Repeat the records from the line containing "segment returns the" through the line containing "92), (57, 88)]", both ends included and requests kept, shifting every point coordinate in the answer outlines up by 147. Leave the picture out.

■ Information shown
_ _ _

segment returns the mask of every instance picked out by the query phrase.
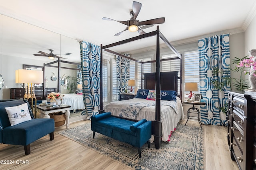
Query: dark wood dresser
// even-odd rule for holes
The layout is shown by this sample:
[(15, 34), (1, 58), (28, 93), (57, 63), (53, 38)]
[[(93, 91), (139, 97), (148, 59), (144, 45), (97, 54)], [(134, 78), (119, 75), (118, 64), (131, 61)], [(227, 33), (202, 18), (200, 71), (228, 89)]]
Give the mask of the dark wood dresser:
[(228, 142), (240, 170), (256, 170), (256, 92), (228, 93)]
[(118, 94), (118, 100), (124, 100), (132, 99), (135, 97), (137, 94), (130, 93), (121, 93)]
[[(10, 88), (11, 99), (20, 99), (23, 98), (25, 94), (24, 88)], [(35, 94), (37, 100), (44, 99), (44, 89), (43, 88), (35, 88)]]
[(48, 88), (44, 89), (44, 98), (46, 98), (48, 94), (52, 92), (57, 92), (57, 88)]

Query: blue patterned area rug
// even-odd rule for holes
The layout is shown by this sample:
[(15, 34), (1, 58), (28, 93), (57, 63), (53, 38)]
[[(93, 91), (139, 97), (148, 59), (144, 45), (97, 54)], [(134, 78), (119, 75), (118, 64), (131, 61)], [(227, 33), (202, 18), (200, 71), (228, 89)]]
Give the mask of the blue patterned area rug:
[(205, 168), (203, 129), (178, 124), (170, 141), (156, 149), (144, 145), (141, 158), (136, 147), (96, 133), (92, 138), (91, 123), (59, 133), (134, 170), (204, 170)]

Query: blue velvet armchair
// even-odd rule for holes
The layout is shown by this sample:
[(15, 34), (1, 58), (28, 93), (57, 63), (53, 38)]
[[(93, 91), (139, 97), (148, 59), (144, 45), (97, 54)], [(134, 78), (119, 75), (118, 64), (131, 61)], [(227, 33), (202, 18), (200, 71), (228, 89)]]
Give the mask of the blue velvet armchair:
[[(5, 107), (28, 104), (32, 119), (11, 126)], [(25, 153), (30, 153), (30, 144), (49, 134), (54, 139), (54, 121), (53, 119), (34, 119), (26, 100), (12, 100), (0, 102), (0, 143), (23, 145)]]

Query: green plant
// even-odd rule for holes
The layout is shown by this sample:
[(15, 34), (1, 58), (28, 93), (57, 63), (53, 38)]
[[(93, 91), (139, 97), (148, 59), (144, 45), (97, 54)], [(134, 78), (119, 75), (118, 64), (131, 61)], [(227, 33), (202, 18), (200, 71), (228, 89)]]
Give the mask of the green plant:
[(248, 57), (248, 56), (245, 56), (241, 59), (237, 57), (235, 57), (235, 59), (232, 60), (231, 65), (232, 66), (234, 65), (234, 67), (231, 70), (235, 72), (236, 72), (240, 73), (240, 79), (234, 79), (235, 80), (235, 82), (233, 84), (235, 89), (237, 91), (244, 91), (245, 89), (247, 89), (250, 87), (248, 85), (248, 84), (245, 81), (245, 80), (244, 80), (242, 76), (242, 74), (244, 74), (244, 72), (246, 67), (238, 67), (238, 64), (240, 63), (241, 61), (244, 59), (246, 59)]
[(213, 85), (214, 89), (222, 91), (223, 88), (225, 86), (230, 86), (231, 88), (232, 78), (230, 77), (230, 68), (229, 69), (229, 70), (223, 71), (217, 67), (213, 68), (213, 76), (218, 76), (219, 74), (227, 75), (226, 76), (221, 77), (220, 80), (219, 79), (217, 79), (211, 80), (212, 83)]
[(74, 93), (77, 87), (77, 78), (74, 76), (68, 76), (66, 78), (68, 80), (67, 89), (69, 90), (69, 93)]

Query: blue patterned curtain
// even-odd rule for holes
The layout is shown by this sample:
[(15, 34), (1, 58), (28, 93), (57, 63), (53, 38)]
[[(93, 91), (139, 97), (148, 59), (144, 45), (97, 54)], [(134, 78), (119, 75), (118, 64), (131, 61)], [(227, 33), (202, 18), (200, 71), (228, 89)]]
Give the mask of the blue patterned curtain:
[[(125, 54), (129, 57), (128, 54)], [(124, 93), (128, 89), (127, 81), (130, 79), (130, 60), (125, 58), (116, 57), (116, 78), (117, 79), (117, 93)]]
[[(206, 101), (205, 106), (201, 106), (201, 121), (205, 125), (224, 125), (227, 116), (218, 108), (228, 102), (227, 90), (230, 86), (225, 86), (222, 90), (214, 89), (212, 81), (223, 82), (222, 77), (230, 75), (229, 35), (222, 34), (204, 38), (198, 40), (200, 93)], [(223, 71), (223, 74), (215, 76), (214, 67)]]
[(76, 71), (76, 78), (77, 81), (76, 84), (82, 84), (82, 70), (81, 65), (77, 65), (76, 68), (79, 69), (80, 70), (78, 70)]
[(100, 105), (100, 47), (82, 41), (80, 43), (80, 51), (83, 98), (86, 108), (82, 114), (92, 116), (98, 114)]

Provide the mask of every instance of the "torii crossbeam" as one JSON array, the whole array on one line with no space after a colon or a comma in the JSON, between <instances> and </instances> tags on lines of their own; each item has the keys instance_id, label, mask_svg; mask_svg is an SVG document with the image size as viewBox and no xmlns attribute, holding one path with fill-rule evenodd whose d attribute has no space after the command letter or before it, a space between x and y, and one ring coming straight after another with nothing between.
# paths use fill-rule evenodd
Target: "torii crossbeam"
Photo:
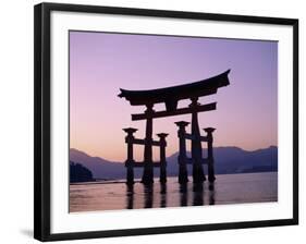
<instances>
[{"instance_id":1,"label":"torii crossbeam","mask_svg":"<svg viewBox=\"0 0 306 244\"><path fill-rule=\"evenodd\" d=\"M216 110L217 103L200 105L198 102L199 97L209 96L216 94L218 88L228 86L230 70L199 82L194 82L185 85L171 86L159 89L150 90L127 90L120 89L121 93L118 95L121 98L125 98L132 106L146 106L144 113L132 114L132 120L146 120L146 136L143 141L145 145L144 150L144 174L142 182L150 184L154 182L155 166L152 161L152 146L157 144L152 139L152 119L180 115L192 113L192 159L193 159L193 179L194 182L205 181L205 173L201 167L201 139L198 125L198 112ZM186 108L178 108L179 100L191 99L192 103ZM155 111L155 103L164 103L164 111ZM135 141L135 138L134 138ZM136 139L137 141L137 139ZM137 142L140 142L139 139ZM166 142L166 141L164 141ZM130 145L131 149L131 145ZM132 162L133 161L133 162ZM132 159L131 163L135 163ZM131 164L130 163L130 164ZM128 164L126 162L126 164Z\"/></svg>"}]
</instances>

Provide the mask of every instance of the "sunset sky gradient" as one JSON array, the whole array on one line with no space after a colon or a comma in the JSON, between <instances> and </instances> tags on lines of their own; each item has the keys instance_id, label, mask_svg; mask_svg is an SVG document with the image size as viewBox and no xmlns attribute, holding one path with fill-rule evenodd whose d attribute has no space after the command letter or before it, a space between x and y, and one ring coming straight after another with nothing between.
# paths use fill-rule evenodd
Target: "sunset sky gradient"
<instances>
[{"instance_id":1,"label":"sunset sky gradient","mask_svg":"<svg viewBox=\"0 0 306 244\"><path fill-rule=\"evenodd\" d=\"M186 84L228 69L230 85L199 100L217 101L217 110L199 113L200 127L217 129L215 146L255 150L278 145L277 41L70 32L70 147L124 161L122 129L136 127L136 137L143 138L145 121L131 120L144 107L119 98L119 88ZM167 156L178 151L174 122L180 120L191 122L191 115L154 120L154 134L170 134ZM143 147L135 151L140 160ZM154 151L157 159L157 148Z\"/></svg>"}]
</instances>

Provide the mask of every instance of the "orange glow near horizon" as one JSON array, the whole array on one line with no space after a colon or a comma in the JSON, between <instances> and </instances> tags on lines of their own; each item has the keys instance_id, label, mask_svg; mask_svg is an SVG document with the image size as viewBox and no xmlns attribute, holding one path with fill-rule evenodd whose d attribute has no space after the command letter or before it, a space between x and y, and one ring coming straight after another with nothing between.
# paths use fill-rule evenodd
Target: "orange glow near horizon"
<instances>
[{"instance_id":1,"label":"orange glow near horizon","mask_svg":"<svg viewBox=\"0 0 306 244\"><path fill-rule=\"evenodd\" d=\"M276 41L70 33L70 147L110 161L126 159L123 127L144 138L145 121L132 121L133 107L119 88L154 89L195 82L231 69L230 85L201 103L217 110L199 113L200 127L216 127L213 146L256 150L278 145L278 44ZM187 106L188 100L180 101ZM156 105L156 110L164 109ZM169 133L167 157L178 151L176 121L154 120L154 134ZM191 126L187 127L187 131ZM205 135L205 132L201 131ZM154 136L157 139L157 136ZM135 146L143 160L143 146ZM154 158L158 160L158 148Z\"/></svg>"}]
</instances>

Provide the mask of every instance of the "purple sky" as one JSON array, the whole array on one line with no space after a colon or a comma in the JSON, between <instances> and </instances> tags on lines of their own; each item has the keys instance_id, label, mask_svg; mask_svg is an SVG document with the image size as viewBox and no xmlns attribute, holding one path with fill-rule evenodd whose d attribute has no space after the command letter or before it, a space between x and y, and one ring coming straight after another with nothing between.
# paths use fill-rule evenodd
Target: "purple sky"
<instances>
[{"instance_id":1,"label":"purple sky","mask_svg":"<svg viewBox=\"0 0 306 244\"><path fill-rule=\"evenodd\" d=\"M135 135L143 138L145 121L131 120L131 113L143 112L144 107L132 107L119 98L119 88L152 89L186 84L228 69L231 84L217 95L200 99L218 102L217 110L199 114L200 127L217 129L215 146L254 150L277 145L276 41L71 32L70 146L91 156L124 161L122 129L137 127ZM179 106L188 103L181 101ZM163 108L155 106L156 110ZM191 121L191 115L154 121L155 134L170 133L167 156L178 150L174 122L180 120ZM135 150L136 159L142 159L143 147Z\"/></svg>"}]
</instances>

_ _ _

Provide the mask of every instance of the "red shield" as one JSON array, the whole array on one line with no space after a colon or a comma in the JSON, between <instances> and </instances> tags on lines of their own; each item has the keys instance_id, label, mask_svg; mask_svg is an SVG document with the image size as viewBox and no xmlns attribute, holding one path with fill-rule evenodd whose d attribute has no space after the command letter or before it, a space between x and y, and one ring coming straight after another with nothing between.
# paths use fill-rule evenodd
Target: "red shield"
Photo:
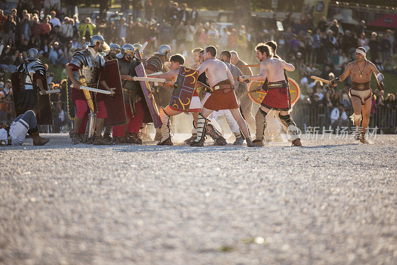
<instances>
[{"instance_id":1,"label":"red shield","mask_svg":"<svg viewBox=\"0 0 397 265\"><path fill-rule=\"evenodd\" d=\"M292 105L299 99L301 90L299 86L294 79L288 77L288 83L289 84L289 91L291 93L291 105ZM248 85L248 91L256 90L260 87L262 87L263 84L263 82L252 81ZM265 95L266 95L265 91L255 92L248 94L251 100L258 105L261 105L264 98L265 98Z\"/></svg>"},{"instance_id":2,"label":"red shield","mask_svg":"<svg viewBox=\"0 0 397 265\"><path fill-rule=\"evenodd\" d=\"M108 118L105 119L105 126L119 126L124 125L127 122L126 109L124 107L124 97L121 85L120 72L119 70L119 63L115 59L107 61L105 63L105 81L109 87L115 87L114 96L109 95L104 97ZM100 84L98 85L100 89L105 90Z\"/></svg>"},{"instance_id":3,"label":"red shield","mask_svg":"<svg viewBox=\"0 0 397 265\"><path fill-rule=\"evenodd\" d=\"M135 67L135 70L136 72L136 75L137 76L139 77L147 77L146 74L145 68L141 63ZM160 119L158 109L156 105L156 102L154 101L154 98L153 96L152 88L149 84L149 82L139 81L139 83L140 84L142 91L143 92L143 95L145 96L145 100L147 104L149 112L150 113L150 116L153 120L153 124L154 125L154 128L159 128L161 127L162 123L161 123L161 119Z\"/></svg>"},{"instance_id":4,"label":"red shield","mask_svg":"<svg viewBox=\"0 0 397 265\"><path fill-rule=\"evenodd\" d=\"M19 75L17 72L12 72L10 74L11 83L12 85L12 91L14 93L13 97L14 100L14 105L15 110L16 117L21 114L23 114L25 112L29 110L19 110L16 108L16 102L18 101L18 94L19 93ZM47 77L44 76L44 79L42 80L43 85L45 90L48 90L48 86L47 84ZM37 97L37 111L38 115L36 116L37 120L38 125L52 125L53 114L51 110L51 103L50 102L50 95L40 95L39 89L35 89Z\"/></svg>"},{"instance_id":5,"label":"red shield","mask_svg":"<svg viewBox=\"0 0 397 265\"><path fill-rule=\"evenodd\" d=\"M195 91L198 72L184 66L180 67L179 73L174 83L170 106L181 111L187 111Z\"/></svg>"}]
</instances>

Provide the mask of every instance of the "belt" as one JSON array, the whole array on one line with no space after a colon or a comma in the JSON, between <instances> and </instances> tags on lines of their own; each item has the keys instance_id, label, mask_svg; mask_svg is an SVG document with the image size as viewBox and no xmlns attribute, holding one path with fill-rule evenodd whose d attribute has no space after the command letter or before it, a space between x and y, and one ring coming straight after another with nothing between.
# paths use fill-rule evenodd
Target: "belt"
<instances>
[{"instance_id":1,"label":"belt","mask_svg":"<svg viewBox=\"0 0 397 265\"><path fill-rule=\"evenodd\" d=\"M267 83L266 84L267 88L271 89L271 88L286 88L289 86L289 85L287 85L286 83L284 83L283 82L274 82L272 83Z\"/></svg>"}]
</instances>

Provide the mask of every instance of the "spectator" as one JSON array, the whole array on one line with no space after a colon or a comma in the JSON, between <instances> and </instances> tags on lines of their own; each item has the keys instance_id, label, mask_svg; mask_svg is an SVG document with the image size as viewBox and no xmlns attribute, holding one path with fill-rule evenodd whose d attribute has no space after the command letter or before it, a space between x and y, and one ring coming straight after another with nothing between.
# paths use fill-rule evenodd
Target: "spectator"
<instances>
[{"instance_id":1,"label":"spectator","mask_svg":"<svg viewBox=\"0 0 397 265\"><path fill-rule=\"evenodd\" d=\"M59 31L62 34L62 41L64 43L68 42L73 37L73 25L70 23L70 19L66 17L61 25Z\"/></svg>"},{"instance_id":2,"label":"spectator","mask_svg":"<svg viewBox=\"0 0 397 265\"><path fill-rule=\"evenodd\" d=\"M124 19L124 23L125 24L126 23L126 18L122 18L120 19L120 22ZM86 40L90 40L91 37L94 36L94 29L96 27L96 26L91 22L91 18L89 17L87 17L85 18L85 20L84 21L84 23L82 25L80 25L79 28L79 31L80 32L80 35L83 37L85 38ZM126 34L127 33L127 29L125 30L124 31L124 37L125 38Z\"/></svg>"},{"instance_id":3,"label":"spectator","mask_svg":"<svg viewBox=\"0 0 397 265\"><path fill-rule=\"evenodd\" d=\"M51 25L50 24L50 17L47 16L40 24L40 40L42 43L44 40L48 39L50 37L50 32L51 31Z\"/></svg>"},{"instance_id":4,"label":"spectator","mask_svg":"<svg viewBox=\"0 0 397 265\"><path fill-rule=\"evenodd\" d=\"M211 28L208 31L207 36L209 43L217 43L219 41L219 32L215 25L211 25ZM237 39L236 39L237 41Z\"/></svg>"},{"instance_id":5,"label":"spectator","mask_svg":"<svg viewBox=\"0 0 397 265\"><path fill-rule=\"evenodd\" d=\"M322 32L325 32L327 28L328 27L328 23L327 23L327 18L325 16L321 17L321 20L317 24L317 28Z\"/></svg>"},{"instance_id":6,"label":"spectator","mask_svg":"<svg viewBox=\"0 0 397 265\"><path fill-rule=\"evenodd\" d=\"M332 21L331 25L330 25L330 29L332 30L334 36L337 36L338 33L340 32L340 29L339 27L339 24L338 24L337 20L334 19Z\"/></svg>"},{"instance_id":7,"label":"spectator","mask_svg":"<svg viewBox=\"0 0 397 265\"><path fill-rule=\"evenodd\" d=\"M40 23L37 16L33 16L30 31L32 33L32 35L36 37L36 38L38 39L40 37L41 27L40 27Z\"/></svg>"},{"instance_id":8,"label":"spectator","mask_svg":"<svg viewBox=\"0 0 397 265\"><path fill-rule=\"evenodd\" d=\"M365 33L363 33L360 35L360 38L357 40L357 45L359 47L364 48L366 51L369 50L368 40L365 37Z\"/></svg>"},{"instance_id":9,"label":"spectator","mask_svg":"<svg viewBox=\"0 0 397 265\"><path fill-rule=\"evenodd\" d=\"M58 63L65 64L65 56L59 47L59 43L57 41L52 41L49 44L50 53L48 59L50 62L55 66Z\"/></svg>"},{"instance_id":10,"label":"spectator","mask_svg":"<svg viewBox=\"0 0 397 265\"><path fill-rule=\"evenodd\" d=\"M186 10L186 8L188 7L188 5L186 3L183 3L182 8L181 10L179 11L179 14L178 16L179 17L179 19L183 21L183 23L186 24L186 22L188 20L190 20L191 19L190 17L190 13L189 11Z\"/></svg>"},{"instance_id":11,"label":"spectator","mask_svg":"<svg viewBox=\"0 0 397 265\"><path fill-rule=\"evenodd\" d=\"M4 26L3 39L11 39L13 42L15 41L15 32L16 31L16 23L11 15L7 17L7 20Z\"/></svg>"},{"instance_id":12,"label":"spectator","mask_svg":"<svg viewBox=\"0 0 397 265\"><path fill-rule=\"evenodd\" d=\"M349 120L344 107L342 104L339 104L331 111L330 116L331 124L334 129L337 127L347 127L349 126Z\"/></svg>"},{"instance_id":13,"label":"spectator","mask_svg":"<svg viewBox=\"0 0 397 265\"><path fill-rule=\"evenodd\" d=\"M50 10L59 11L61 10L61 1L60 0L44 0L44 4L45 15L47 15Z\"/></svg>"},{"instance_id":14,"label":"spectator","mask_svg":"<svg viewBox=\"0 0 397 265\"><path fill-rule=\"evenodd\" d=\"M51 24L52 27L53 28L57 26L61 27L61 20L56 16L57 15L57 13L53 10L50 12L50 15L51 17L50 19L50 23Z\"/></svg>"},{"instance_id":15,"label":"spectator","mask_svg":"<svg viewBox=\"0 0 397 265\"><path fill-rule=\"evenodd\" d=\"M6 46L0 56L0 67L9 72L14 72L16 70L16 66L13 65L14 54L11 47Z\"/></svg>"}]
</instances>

_ _ _

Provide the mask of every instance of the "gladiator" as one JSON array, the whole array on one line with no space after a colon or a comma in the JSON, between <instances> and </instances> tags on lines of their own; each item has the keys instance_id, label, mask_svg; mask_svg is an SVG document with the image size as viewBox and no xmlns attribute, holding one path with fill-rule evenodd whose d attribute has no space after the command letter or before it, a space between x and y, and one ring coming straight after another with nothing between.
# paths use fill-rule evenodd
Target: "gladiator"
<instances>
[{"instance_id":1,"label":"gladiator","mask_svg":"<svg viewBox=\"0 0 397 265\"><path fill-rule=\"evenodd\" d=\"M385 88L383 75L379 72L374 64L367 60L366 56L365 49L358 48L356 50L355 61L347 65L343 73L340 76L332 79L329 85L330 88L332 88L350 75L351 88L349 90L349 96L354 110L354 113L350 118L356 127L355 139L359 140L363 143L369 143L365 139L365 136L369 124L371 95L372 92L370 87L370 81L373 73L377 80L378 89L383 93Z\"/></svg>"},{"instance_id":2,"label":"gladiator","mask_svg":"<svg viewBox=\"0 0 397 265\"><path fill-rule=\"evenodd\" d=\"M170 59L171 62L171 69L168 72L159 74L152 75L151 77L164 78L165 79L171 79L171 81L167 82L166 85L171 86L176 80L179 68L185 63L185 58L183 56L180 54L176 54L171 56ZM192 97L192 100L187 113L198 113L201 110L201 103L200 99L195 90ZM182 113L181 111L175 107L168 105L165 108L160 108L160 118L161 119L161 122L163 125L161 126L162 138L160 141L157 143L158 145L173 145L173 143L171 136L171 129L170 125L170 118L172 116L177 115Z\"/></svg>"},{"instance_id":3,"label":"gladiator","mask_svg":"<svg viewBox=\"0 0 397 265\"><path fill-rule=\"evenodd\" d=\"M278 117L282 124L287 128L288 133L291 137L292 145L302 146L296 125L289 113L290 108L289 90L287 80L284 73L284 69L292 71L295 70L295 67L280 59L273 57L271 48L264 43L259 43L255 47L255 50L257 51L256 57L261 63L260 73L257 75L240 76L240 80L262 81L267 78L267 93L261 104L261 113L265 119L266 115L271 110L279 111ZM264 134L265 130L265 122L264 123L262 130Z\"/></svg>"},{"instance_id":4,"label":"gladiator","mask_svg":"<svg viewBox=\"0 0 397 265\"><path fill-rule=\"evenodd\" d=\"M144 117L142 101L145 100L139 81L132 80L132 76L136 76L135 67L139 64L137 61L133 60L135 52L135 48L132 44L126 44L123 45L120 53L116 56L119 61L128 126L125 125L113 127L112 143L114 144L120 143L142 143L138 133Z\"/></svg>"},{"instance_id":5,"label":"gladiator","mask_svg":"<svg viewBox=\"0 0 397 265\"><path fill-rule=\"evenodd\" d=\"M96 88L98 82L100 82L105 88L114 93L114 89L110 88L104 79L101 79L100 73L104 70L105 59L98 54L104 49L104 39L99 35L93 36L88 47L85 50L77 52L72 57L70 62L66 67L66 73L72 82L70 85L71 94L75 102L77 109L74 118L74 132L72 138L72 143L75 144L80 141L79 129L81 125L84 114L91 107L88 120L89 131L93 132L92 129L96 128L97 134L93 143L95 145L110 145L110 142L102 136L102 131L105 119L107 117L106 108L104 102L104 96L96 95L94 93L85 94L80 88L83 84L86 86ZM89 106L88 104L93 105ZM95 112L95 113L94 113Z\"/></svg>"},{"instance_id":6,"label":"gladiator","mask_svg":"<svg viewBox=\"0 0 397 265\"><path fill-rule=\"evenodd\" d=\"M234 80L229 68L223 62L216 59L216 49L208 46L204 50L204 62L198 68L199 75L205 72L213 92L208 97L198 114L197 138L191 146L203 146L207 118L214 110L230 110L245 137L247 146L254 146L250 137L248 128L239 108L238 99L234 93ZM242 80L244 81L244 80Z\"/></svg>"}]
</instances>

_ _ _

■ Task result
segment returns the mask of every instance picked out by the query phrase.
Query: dark wood dresser
// even-odd rule for holes
The layout is shown by this sample:
[(15, 34), (1, 58), (28, 93), (57, 63), (53, 38)]
[[(93, 91), (139, 97), (148, 59), (144, 45), (97, 54)], [(134, 78), (119, 75), (118, 64), (131, 61)], [(227, 33), (202, 18), (200, 71), (228, 89)]]
Give the mask of the dark wood dresser:
[(375, 289), (387, 317), (403, 317), (403, 239), (375, 240)]
[(265, 241), (265, 247), (271, 247), (279, 246), (282, 244), (284, 241), (277, 240), (268, 240)]
[[(157, 235), (158, 246), (167, 246), (170, 245), (172, 241), (171, 235)], [(182, 241), (184, 247), (191, 246), (191, 236), (190, 235), (182, 235)]]
[(195, 235), (191, 236), (191, 245), (193, 245), (195, 241), (199, 239), (204, 239), (204, 235)]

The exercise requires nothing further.